- TASK:
Recast the rows from the line with "# outline every instance of the white wall" to the line with "[[[1,8],[0,169],[21,168],[24,0]]]" as a two-column CSV headed label_text and polygon. Put each text and its answer on one CSV line, each in its own quoted field, with line breaks turned into spaces.
····················
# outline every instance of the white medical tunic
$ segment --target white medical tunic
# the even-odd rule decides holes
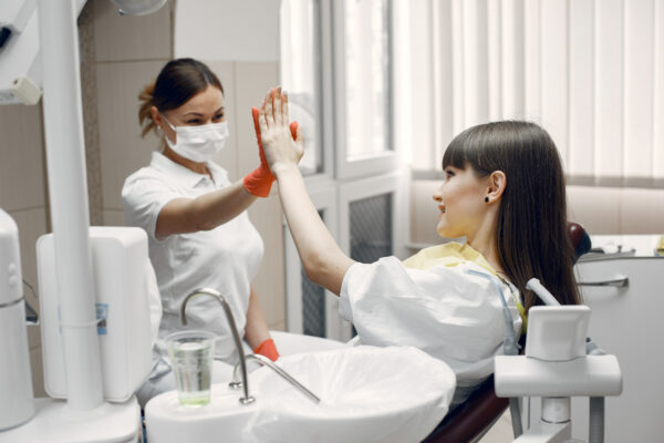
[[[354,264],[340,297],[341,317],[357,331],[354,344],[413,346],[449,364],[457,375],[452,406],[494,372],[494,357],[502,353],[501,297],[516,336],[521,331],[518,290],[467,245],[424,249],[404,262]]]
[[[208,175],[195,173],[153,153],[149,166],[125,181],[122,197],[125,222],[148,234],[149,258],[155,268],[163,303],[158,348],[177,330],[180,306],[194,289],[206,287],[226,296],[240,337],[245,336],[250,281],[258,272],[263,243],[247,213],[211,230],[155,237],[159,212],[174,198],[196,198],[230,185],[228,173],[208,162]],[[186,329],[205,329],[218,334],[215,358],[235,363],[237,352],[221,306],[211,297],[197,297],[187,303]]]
····················
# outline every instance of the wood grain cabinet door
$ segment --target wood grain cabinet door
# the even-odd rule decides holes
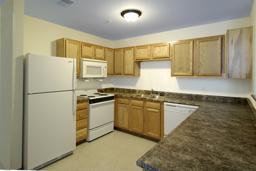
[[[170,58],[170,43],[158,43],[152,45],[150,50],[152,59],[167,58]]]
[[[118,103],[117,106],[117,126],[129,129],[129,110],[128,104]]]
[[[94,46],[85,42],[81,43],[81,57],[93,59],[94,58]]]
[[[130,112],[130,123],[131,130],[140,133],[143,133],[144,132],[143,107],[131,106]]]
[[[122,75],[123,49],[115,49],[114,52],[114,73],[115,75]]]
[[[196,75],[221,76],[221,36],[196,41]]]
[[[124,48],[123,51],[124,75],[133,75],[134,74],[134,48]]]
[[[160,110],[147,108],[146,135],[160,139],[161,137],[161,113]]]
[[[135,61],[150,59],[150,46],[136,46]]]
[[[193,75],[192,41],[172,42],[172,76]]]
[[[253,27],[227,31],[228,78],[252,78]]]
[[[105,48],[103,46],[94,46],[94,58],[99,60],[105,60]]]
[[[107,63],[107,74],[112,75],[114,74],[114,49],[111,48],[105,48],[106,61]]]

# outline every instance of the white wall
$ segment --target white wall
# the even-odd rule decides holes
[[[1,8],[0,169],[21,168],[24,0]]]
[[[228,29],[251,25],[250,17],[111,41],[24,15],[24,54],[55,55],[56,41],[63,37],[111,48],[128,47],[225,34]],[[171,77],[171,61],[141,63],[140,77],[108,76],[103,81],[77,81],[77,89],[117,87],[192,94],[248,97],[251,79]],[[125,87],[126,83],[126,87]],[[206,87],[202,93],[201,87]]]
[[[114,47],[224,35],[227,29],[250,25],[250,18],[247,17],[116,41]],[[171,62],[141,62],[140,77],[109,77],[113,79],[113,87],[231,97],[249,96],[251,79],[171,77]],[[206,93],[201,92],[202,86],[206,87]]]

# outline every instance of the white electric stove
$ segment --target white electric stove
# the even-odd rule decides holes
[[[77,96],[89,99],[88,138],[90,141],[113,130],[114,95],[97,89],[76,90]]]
····················
- WRITTEN RESPONSE:
label_text,polygon
"# outline every instance of the white wall $ segment --target white wall # the even-odd rule decides holes","[[[1,8],[0,169],[21,168],[24,0]]]"